* _EXERCISE BRIEF_
Tally every line in the data that has the word "rocky" and report only the total.

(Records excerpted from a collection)
"""
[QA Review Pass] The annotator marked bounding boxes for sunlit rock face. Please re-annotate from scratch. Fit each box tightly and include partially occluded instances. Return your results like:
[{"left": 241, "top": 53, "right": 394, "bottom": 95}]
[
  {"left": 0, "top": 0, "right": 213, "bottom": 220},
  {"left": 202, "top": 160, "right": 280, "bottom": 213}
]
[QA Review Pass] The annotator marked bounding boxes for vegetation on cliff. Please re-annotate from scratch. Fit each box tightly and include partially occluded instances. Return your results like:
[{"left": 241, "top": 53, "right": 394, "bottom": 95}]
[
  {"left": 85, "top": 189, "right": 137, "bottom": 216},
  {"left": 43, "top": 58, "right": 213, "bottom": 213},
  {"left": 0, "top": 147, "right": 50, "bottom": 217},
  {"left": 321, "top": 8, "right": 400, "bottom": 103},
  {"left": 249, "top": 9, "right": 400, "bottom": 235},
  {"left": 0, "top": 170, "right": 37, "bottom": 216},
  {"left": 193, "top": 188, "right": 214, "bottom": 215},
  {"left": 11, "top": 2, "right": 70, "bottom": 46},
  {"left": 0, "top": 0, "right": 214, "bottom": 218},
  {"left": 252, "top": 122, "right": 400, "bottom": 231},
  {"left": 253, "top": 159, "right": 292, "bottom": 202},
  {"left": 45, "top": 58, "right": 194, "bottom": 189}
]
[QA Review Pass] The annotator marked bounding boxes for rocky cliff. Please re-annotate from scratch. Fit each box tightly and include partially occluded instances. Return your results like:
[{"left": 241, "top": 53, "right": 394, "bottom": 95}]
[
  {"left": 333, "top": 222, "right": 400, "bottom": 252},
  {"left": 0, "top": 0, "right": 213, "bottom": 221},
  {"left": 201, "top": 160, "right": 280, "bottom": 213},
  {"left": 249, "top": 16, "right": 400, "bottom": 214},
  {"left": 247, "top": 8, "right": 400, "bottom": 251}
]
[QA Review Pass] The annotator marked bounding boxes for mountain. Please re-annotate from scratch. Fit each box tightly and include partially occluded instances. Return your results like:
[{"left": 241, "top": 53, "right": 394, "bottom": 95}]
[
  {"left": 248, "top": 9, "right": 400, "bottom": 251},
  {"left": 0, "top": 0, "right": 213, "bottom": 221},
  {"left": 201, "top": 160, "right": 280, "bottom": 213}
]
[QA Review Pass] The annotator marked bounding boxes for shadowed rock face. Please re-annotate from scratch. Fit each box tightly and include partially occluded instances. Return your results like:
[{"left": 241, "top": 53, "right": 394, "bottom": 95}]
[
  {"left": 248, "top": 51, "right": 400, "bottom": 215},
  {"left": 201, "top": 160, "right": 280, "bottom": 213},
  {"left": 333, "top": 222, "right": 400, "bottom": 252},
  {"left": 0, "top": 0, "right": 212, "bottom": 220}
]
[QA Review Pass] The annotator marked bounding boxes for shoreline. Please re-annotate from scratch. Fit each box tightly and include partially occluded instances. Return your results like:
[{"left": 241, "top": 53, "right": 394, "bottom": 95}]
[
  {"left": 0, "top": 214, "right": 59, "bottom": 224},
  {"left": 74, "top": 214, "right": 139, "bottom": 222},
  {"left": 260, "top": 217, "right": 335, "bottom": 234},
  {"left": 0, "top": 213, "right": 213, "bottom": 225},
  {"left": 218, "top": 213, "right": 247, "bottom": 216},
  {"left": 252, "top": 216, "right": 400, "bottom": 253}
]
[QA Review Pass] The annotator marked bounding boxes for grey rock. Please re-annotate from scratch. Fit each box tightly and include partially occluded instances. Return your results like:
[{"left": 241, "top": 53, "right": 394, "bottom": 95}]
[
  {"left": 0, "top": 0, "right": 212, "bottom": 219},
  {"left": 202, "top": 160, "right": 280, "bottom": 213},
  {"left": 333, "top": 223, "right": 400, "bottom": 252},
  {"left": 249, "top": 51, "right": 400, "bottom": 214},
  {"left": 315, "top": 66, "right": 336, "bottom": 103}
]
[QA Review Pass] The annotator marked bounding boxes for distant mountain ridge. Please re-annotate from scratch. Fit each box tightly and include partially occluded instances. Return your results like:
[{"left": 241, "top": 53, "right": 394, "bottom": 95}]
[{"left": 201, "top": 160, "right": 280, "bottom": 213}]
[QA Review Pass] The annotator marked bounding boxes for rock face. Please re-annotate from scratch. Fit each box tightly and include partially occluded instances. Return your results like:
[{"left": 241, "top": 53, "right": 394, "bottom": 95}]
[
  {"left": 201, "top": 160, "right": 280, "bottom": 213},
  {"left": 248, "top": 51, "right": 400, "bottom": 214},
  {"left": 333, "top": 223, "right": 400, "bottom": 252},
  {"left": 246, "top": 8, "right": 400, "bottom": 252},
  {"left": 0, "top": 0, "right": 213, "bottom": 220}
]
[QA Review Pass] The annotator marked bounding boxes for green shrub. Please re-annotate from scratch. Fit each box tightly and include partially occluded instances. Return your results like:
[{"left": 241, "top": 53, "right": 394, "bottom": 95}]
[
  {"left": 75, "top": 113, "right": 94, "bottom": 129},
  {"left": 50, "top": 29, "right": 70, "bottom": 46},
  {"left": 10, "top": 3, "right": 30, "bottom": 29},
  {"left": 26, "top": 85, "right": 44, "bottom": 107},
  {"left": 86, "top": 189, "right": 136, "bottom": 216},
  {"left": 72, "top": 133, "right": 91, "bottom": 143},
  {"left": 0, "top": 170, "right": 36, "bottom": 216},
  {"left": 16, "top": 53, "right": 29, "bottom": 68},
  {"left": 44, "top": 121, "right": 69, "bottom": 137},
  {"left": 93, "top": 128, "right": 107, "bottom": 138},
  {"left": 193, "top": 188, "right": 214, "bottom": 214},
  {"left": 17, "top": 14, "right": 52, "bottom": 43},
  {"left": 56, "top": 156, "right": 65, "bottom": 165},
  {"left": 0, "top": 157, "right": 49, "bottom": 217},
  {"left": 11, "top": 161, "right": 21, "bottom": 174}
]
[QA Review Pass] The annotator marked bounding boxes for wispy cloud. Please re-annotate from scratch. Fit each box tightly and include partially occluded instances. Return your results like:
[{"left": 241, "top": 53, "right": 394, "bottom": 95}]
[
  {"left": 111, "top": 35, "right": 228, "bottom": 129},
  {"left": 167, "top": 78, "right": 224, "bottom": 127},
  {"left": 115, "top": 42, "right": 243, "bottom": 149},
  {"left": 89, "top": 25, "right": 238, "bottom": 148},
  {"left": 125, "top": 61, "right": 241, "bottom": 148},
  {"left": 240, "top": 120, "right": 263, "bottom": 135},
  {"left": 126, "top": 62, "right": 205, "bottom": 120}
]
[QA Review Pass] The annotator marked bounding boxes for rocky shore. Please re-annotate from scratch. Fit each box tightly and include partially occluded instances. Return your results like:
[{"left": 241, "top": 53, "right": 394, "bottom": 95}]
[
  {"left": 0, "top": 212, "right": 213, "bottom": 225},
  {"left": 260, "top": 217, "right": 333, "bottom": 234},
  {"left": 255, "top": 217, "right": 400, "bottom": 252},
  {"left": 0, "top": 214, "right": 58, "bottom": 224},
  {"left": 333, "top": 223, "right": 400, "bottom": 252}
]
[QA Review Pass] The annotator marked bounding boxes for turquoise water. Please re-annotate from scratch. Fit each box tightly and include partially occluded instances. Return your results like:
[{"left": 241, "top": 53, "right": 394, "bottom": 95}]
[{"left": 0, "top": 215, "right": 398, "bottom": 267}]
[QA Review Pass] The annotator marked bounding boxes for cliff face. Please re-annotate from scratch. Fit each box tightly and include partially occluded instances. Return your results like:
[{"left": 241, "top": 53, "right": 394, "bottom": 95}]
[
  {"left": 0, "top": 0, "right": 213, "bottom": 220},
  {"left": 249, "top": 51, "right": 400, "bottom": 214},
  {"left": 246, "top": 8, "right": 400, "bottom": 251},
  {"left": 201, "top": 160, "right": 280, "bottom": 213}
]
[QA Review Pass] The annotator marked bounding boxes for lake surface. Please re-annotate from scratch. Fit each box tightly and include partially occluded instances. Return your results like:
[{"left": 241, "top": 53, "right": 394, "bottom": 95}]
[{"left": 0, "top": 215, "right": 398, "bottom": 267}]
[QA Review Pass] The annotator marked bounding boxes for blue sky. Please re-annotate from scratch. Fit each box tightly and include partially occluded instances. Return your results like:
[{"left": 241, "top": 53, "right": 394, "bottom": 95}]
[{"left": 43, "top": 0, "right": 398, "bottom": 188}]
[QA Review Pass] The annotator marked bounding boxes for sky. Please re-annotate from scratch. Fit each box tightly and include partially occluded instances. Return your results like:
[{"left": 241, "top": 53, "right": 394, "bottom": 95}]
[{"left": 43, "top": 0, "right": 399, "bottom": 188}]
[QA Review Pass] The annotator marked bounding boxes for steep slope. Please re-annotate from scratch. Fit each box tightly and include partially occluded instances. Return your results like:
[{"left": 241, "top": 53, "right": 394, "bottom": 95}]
"""
* _RESULT OF THIS EXERCISE_
2